====== PAGE EXTRACT ======
A Visual Indicator of "We Can"

Among the first things students notice when they enter my classroom in August is the large IR (Independent Reading) whiteboard. The whiteboard is divided into five columns, one for each of my classes (three World Literature, two AP Literature). Each column lists students' names alphabetically, followed by a zero. Inevitably, one student will exclaim, "How do I already have a zero!" Such is my cue to explain the process and purpose of the IR Whiteboard.
The IR whiteboard is perhaps the single most important factor in turning every one of my 125+ students into competent, capable, and effective writers. Every week, students are expected to independently read a text I provide and compose a thematic piece of analysis of that text of no more than three pages. At first, all students read the same text; later, reading selections are individualized based on student choice. The numbers adjacent to students' names on the whiteboard indicate the number of these assignments each learner has completed on time, serving as both a visual indicator of success and a visual reminder of room for student growth.
====== MATERIAL FOR THIS TASK ======
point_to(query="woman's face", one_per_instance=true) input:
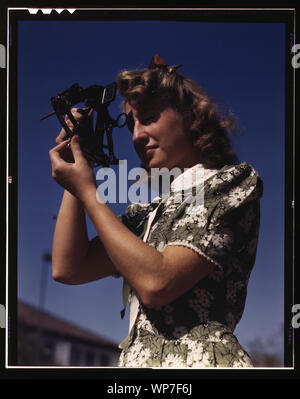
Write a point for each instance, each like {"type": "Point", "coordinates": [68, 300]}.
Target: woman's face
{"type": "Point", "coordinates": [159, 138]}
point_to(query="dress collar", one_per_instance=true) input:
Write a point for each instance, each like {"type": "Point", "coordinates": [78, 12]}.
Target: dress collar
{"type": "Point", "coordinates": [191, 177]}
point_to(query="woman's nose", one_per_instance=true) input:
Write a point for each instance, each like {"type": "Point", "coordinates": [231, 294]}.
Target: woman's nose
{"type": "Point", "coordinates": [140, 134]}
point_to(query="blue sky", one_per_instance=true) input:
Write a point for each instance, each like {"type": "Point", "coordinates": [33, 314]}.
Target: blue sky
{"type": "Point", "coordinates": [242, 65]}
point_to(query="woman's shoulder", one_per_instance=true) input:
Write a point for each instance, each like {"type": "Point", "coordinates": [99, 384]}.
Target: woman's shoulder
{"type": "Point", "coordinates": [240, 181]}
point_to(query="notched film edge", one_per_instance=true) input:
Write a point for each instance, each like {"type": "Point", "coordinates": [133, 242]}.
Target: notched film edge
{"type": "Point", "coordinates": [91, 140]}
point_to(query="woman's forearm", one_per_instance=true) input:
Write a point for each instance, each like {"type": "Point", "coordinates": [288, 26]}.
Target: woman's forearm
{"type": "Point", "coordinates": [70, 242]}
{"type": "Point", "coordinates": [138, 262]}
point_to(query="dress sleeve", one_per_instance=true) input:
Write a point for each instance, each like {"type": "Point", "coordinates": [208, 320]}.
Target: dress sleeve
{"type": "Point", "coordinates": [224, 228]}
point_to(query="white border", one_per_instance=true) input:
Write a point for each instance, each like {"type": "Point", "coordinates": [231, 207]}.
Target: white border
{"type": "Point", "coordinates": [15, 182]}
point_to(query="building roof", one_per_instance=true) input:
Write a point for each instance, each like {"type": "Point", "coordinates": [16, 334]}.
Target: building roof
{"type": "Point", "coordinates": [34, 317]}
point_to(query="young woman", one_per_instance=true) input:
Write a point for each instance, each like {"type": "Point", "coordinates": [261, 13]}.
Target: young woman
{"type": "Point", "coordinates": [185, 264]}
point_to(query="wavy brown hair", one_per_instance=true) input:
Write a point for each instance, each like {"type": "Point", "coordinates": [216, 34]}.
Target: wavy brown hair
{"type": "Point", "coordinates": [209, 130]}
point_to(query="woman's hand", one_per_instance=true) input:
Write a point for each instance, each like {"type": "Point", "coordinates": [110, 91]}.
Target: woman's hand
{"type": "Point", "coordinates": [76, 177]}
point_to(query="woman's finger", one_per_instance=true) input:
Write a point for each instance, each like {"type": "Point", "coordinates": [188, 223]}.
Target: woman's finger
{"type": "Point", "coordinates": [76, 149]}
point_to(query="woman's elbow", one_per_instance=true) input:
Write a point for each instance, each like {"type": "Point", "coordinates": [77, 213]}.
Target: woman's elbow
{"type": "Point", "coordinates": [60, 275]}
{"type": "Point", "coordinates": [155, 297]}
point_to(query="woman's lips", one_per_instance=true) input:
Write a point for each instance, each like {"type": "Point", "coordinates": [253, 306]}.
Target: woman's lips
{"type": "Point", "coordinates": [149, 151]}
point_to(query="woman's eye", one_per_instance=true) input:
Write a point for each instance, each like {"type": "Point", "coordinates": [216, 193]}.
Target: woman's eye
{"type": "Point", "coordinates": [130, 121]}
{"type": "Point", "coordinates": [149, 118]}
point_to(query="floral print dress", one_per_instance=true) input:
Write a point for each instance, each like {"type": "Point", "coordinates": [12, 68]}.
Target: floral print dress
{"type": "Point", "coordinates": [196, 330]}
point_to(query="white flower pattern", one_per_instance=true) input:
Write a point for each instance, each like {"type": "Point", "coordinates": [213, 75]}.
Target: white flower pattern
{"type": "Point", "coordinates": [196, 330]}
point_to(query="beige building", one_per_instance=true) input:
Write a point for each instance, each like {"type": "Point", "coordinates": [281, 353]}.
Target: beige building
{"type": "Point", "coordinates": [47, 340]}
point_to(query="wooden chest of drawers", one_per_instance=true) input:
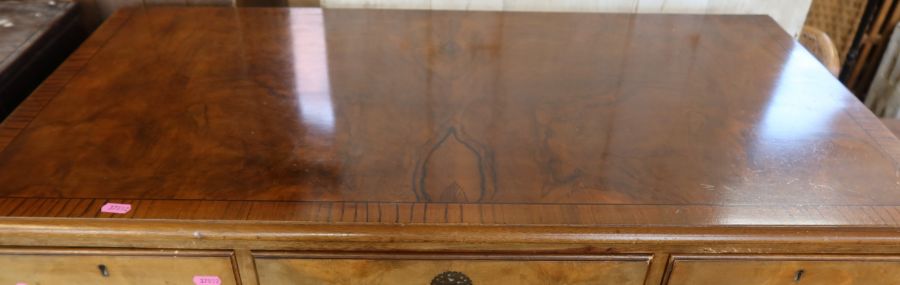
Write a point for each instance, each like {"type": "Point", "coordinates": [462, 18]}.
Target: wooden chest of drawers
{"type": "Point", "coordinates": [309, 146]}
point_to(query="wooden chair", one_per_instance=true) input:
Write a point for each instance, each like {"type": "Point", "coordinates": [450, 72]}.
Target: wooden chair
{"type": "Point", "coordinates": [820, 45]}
======
■ INSTRUCTIONS
a. Translate this sentence from the passage about the reading whiteboard into Spanish: "At first, all students read the same text; later, reading selections are individualized based on student choice."
b. Count the lines of the rows above that contain the word "brown", and give only that number.

■ THE RESULTS
a. Al principio, todos los estudiantes leen el mismo texto; más adelante, las lecturas se individualizan según la elección de cada estudiante.

b. 2